STATED GOAL: Reproduce, word for word, the stretch of lines from the one containing "Objective — one dot on each instance of the eyebrow" through the end of the lines, with both ends included.

GIVEN INFORMATION:
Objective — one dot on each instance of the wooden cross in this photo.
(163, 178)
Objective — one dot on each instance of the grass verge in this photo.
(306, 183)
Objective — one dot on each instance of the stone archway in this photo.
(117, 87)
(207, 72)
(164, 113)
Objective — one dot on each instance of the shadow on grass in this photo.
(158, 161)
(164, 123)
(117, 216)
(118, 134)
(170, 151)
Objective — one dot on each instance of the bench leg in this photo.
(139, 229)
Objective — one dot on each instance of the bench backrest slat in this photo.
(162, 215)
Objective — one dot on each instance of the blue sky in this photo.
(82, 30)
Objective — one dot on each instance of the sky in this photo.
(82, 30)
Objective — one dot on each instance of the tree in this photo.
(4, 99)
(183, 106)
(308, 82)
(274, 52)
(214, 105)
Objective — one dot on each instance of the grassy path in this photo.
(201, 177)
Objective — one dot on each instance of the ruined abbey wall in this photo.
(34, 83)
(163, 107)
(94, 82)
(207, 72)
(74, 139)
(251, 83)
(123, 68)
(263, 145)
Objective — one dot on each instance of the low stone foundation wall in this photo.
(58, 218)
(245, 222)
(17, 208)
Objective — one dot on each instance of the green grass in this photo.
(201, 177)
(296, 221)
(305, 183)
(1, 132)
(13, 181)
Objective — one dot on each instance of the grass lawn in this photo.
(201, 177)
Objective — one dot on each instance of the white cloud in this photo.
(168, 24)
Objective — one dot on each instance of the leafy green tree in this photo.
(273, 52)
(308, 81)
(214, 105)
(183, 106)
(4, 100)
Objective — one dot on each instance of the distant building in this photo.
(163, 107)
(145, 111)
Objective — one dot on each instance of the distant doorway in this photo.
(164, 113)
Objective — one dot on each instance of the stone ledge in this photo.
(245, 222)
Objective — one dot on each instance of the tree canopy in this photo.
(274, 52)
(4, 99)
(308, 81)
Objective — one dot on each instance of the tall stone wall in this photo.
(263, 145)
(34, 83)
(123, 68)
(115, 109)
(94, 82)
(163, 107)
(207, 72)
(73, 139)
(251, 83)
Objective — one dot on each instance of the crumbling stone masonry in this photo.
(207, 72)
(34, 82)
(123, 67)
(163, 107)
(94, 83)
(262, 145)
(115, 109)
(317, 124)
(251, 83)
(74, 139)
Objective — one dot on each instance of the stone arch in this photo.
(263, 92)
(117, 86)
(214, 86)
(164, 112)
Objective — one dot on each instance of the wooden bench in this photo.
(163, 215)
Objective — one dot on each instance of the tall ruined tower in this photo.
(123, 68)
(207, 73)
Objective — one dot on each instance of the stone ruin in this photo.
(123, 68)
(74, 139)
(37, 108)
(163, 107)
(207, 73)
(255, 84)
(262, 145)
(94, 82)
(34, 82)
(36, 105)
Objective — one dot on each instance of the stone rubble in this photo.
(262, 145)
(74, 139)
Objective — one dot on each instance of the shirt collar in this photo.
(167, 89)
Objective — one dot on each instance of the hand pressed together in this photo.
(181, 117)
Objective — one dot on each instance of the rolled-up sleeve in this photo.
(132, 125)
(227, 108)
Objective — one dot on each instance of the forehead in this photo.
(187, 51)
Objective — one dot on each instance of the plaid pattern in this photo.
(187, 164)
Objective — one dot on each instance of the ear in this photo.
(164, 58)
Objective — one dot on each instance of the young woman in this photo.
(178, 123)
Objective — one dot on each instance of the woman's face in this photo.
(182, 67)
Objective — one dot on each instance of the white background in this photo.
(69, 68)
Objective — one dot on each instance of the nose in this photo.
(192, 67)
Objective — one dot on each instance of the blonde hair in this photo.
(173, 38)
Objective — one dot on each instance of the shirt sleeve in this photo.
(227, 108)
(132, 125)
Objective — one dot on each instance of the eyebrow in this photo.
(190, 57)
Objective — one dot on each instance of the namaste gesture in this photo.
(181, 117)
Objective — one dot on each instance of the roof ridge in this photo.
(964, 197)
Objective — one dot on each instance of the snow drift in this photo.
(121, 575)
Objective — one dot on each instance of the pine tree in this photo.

REPLY:
Objective — one dot on each instance of the eyebrow in this photo.
(190, 57)
Objective — one dot on each instance of the namaste gesture in this photo.
(181, 117)
Objective — one dot on each instance of the roof ridge in this photo.
(964, 197)
Objective — one dot on each instance of the snow drift in this photo.
(121, 575)
Objective — one dot on each instance of the pine tree in this photo.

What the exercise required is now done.